• **Reading passage**
start
The impacts of RT versus CTRL and distinct RTx variables on multicomponent function—the aggregate performance on several physical function assessments—are summarized in Supplemental Appendix 9, Supplemental Digital Content, https://links.lww.com/MSS/D323. The results for each review are reported in Supplemental Appendix 20, Supplemental Digital Content, https://links.lww.com/MSS/D323. Compared with CTRL, multicomponent function was impacted by standard RT (17,24,42,45,159), elastic band RT (60,61), and home-based RT (64). In comparisons between distinct RTx, multicomponent function was affected by elastic band RT (61) and power training (105,157,160), but was not affected by time under tension (24) or volume (91). There were insufficient data to determine if the multicomponent function was positively affected by load (24), range of motion (87), or concurrent training (119).

Improving multicomponent function

Compared with CTRL, multicomponent function was improved by RT, including elastic band RT and home-based RT (Table 6). Comparing between RTx, multicomponent function was enhanced by RT performed with power training techniques, and standard RT enhanced multicomponent function compared with elastic band RT.

Short Physical Performance Battery

The impacts of RT versus CTRL and distinct RTx variables on the Short Physical Performance Battery (SPPB) are summarized in Supplemental Appendix 10, Supplemental Digital Content, https://links.lww.com/MSS/D323. The results for each review are reported in Supplemental Appendix 21, Supplemental Digital Content, https://links.lww.com/MSS/D323. Compared with CTRL, SPPB was not affected by standard RT (30). There were insufficient data to determine whether power training (156) had an impact on SPPB compared with CTRL. In comparing different RTx, SPPB was positively affected by power training (106,157).

Improving short physical performance battery

RT did not improve SPPB compared with CTRL. Comparing RTx, SPPB was enhanced by RT performed with power training.
end
• **Material provided**
start
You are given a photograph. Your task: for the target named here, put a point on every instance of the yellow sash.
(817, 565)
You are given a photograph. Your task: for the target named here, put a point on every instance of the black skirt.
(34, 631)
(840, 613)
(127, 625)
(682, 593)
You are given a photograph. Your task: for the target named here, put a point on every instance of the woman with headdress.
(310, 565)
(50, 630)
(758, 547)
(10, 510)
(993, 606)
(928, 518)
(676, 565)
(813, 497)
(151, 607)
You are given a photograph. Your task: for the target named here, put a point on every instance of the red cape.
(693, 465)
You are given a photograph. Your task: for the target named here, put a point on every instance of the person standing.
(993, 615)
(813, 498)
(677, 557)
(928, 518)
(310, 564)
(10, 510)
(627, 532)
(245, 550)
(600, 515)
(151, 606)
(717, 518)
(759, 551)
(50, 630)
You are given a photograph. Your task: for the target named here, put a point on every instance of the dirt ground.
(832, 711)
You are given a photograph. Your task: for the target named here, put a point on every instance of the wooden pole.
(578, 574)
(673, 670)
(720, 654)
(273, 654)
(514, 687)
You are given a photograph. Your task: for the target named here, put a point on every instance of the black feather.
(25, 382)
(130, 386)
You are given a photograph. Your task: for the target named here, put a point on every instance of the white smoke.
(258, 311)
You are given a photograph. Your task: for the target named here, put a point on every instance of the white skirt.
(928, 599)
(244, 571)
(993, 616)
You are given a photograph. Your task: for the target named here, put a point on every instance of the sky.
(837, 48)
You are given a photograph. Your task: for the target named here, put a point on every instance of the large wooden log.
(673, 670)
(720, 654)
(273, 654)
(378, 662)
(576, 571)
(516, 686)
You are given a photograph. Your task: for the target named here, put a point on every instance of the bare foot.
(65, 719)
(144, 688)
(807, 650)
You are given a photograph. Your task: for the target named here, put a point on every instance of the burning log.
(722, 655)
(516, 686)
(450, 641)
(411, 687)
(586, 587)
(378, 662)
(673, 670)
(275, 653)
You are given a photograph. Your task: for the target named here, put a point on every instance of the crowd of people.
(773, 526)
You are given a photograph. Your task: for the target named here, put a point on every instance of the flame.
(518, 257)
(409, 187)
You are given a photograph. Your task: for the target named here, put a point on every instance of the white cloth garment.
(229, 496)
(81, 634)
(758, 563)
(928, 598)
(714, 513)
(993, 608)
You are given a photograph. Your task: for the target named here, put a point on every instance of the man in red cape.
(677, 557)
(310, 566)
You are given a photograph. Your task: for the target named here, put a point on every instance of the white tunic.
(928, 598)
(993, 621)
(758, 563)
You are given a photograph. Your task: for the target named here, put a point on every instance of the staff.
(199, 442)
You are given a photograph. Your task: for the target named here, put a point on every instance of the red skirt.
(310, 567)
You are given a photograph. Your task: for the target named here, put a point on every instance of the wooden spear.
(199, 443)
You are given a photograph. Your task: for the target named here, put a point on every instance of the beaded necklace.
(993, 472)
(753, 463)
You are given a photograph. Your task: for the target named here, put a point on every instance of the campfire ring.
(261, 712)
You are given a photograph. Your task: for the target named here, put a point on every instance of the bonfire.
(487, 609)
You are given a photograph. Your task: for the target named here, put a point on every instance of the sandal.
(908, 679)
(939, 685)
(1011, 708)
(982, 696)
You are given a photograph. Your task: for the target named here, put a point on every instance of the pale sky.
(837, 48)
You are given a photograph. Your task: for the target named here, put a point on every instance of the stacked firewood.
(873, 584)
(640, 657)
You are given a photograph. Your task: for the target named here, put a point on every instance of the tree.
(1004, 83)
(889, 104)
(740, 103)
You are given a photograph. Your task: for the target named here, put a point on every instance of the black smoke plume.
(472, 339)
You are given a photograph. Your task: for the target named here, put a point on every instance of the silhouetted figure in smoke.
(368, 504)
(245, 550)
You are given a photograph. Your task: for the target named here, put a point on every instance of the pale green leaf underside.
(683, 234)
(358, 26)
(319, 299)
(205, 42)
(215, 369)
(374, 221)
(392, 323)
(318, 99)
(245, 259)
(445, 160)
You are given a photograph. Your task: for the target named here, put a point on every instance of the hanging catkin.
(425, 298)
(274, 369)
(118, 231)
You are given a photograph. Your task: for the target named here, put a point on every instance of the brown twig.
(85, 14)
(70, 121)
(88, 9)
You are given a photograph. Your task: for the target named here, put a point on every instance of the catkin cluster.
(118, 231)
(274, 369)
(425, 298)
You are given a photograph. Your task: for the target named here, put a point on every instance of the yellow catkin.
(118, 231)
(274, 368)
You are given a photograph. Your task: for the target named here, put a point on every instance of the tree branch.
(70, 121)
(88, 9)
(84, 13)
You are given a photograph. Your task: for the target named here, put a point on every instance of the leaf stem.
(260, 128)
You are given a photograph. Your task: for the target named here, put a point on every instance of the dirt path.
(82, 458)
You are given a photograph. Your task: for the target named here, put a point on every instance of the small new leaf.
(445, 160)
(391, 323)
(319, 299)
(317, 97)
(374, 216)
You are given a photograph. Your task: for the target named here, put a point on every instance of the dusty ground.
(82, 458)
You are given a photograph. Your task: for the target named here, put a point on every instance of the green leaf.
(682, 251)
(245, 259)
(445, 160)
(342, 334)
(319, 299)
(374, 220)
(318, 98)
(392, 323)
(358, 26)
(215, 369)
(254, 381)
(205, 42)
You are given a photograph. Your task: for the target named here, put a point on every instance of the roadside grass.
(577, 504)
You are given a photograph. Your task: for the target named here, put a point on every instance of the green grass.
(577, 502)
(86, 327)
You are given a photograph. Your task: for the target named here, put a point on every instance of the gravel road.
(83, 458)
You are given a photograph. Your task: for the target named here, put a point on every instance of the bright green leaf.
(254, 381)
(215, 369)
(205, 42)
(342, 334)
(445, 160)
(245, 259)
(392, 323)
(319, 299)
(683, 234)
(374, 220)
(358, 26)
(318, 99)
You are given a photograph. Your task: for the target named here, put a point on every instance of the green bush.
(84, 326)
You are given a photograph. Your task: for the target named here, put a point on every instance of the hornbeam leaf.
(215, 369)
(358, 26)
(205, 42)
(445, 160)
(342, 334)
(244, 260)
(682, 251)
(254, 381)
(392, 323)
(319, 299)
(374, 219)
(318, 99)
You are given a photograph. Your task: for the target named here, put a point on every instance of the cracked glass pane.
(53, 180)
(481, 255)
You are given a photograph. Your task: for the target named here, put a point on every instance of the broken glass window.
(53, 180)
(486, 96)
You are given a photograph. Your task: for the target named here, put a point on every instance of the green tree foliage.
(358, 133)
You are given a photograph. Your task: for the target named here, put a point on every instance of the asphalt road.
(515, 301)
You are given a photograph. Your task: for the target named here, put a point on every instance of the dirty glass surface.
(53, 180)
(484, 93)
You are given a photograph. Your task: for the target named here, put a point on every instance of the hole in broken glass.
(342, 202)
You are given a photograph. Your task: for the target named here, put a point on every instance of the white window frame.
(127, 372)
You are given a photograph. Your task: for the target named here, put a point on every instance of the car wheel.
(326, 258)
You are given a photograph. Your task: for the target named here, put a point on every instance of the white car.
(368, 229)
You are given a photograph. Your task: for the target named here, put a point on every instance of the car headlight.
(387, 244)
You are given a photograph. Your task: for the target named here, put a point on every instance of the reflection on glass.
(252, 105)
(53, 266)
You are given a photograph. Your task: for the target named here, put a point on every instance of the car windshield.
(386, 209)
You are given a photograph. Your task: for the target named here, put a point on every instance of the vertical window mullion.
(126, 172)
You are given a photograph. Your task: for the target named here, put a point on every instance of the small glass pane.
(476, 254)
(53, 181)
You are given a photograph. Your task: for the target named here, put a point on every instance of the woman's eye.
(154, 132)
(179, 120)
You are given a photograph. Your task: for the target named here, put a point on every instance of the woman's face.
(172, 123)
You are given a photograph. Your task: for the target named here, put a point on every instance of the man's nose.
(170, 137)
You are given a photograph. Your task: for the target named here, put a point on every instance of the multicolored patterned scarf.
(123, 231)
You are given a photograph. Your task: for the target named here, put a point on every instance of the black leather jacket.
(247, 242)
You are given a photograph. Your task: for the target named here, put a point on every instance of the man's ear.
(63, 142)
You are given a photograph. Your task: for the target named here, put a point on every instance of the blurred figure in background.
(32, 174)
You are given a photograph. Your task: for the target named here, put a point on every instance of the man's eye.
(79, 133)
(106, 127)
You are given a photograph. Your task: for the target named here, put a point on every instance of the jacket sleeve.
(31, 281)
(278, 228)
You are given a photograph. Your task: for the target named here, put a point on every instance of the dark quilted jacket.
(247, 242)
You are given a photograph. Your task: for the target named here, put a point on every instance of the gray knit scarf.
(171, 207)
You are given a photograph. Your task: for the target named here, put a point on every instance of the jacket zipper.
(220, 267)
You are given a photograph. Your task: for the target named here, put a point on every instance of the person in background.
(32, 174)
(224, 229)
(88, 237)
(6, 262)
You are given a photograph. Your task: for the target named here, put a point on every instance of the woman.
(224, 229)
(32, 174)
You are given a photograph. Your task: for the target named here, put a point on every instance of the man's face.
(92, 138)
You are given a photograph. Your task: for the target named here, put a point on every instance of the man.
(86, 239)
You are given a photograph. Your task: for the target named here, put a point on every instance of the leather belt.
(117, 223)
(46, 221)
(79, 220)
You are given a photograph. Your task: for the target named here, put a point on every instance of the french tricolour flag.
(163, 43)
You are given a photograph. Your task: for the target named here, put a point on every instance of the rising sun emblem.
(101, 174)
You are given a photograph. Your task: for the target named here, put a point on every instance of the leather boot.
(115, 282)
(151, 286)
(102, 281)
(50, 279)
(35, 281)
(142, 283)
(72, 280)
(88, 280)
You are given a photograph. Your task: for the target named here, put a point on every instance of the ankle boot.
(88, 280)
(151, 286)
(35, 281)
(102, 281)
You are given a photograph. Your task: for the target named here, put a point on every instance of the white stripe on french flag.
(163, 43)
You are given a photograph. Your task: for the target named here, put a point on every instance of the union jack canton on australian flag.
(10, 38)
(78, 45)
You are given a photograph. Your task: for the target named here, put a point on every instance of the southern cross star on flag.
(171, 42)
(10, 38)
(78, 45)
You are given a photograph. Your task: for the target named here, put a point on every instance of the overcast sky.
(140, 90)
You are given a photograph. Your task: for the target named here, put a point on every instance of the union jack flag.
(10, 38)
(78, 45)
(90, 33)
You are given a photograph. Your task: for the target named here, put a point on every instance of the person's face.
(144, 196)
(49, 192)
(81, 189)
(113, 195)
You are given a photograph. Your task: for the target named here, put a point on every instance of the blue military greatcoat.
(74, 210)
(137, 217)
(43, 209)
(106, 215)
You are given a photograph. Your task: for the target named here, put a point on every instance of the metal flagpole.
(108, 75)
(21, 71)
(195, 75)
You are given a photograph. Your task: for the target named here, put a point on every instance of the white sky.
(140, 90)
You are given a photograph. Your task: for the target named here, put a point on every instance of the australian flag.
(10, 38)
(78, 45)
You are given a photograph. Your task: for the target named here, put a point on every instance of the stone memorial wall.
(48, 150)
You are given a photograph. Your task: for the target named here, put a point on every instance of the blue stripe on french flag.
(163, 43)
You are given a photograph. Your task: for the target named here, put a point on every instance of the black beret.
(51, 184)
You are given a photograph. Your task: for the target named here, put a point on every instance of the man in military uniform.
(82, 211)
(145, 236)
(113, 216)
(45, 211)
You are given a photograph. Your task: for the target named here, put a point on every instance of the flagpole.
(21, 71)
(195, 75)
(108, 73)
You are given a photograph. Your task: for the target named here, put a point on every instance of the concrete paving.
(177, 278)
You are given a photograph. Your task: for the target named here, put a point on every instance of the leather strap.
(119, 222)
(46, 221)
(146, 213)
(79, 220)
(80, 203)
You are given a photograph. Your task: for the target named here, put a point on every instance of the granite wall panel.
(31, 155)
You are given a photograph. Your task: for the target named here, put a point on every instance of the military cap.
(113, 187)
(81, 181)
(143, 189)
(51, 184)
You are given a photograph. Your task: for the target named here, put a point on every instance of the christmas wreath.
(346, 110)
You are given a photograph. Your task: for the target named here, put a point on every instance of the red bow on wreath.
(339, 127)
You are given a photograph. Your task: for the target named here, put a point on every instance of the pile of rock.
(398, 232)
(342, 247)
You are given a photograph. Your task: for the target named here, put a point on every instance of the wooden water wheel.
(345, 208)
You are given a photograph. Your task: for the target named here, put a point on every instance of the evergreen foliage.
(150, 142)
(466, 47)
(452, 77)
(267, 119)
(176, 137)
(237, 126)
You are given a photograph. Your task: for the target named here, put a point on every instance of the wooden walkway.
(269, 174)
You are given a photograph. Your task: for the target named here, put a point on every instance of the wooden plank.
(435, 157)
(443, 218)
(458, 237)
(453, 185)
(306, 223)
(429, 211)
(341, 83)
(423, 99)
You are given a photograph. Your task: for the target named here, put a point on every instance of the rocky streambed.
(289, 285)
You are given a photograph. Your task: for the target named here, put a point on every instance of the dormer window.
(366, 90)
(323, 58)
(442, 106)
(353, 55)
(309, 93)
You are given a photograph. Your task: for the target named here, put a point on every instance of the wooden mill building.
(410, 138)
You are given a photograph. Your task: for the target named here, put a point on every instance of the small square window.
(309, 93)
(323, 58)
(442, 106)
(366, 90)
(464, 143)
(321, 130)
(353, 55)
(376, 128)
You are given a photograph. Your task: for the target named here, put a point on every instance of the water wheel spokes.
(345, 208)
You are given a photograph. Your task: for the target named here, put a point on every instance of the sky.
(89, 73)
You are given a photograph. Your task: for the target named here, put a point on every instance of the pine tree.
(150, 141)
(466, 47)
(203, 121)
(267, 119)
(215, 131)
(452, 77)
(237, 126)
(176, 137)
end
• **Work to be completed**
In the resistance training passage, condense the paragraph starting "The impacts of RT versus CTRL and distinct RTx variables on the Short Physical Performance Battery" into a bulleted list of its main facts. The lines are separate material, unrelated to the resistance training passage.

• **Response**
- Supplemental Appendix 10 summarizes the effects of RT versus CTRL and of distinct RTx variables on the SPPB.
- Supplemental Appendix 21 reports the results for each review.
- Compared with CTRL, standard RT did not affect SPPB.
- The data were insufficient to tell whether power training affected SPPB compared with CTRL.
- Among different RTx, power training positively affected SPPB.